• [Excerpted records]:

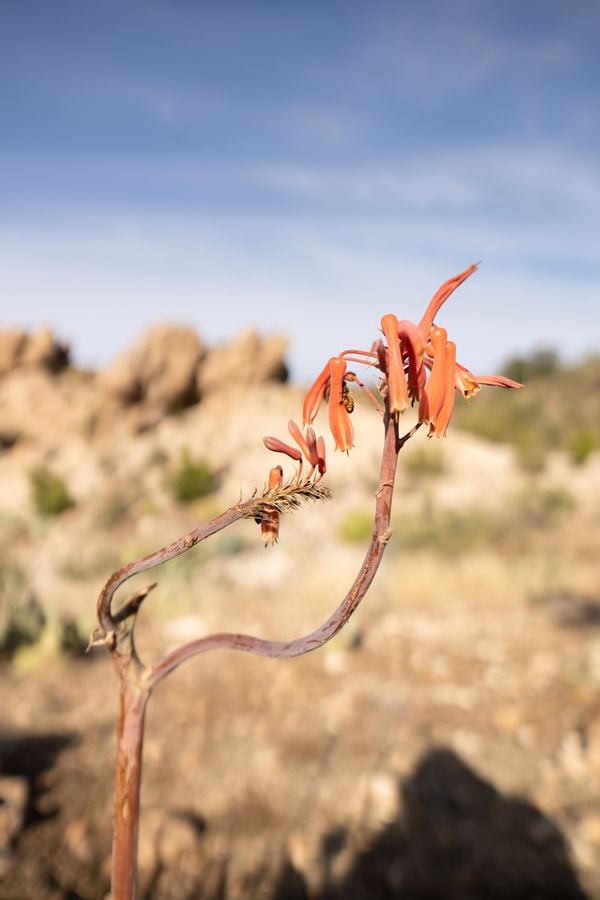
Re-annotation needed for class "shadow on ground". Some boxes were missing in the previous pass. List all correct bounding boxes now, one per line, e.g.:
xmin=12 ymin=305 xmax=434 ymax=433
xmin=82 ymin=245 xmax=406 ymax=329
xmin=275 ymin=749 xmax=586 ymax=900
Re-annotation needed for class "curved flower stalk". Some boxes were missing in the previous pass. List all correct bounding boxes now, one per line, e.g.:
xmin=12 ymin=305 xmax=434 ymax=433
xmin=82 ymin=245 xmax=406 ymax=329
xmin=90 ymin=266 xmax=521 ymax=900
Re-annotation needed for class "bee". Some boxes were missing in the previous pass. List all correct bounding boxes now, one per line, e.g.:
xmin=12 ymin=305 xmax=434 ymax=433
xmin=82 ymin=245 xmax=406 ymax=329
xmin=342 ymin=382 xmax=354 ymax=414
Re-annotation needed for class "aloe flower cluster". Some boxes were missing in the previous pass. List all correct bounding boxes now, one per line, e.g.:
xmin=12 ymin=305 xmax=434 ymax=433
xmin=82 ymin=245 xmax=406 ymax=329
xmin=262 ymin=265 xmax=522 ymax=543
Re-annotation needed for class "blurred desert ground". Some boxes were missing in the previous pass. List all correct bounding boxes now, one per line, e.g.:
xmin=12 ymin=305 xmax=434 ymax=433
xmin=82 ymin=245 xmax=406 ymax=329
xmin=0 ymin=326 xmax=600 ymax=900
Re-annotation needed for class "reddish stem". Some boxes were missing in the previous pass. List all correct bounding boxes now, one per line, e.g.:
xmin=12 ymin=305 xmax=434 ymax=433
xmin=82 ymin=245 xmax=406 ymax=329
xmin=112 ymin=657 xmax=150 ymax=900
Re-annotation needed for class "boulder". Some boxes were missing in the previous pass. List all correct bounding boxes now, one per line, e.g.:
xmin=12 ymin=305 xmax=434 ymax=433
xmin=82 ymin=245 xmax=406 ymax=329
xmin=0 ymin=328 xmax=69 ymax=375
xmin=0 ymin=328 xmax=27 ymax=375
xmin=100 ymin=325 xmax=206 ymax=414
xmin=20 ymin=328 xmax=69 ymax=372
xmin=197 ymin=329 xmax=288 ymax=395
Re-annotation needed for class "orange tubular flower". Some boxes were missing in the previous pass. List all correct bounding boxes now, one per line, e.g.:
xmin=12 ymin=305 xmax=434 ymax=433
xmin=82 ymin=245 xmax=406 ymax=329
xmin=419 ymin=327 xmax=454 ymax=427
xmin=288 ymin=419 xmax=319 ymax=469
xmin=302 ymin=359 xmax=333 ymax=425
xmin=260 ymin=466 xmax=283 ymax=547
xmin=419 ymin=265 xmax=477 ymax=336
xmin=381 ymin=313 xmax=409 ymax=419
xmin=329 ymin=356 xmax=354 ymax=451
xmin=429 ymin=341 xmax=456 ymax=437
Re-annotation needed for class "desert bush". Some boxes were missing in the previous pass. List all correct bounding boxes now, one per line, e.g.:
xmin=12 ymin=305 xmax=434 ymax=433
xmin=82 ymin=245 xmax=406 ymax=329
xmin=168 ymin=450 xmax=216 ymax=503
xmin=512 ymin=488 xmax=576 ymax=530
xmin=339 ymin=509 xmax=373 ymax=544
xmin=569 ymin=427 xmax=600 ymax=466
xmin=455 ymin=350 xmax=600 ymax=472
xmin=0 ymin=563 xmax=46 ymax=656
xmin=29 ymin=466 xmax=73 ymax=518
xmin=96 ymin=488 xmax=131 ymax=528
xmin=394 ymin=498 xmax=506 ymax=556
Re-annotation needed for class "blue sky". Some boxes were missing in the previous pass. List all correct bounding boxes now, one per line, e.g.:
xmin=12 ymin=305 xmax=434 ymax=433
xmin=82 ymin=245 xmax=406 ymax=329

• [Description of the task]: Pull out every line in the records that contains the word "flower". Case counts, so skip any line where the word appears with different capitalization.

• [Exercise response]:
Re-annotation needed for class "curved flower stalk". Some boxes were missing in the previous pass. List all correct bounding boxes now, one per line, e.g.:
Re-annotation needed for class "aloe flower cluster". Some boxes were missing in the previous pass. List all correct bounding boxes now, one per line, e.g.:
Re-annotation needed for class "orange tubular flower". Some boxes were missing in the previous pass. List all correct bounding boxes now, one per line, e.g.:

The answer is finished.